_SET OF TASKS_
A: In the article on renting in Calgary, rewrite the passage starting at "After her marriage broke down in 2013, Kelly Farley needed" and ending at "she could afford.", replacing "landlord" with "owner".
B: Which neighborhood did Kelly Farley want to stay close to, according to the article on renting in Calgary?
start TEXT SHOWN
REALTORS® serving Calgary and area

After her marriage broke down in 2013, Kelly Farley faced a number of challenges when looking for a place in Calgary to rent for herself and her two teen daughters. Photo courtesy Kelly Farley.
After her marriage broke down in 2013, Kelly Farley faced a number of challenges when looking for a place in Calgary to rent for herself and her two teen daughters. Photo courtesy Kelly Farley.

Oct. 29, 2015 | Shelley Boettcher

Child's play

Renters with kids face uphill battle

After her marriage broke down in 2013, Kelly Farley needed to find a home to rent for her and her two teen daughters. She wanted to stay close to the northwest Calgary neighbourhood where the girls had grown up and to keep them in the same schools.

Eventually she found the main floor of a house; another tenant lived in the basement. It wasn't the best situation, but things got worse before they were better.

The basement tenant moved out and the landlord decided to sell the house. Then, just weeks after Farley moved out, the landlord relisted the main-floor unit — for more money than Farley had been paying, and more than she could afford.

"It was a grim search and I became desperate," said Farley of her house-hunting search. "When you have kids and you're going through a family breakdown, as a renter, all you want to know is that you have a safe, stable place to land."

Farley's story is a common one – especially in Calgary's market which has the highest residential rental rates in the country, according a Canadian Rental Housing report released in September.
end TEXT SHOWN
start INFORMATION PROVIDED
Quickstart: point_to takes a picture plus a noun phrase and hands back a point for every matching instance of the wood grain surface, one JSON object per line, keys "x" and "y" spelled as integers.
end INFORMATION PROVIDED
_THE REPLIES_
A:
After her marriage broke down in 2013, Kelly Farley needed to find a home to rent for her and her two teen daughters. She wanted to stay close to the northwest Calgary neighbourhood where the girls had grown up and to keep them in the same schools.

Eventually she found the main floor of a house; another tenant lived in the basement. It wasn't the best situation, but things got worse before they were better.

The basement tenant moved out and the owner decided to sell the house. Then, just weeks after Farley moved out, the owner relisted the main-floor unit — for more money than Farley had been paying, and more than she could afford.

B: The northwest Calgary neighbourhood where her daughters had grown up.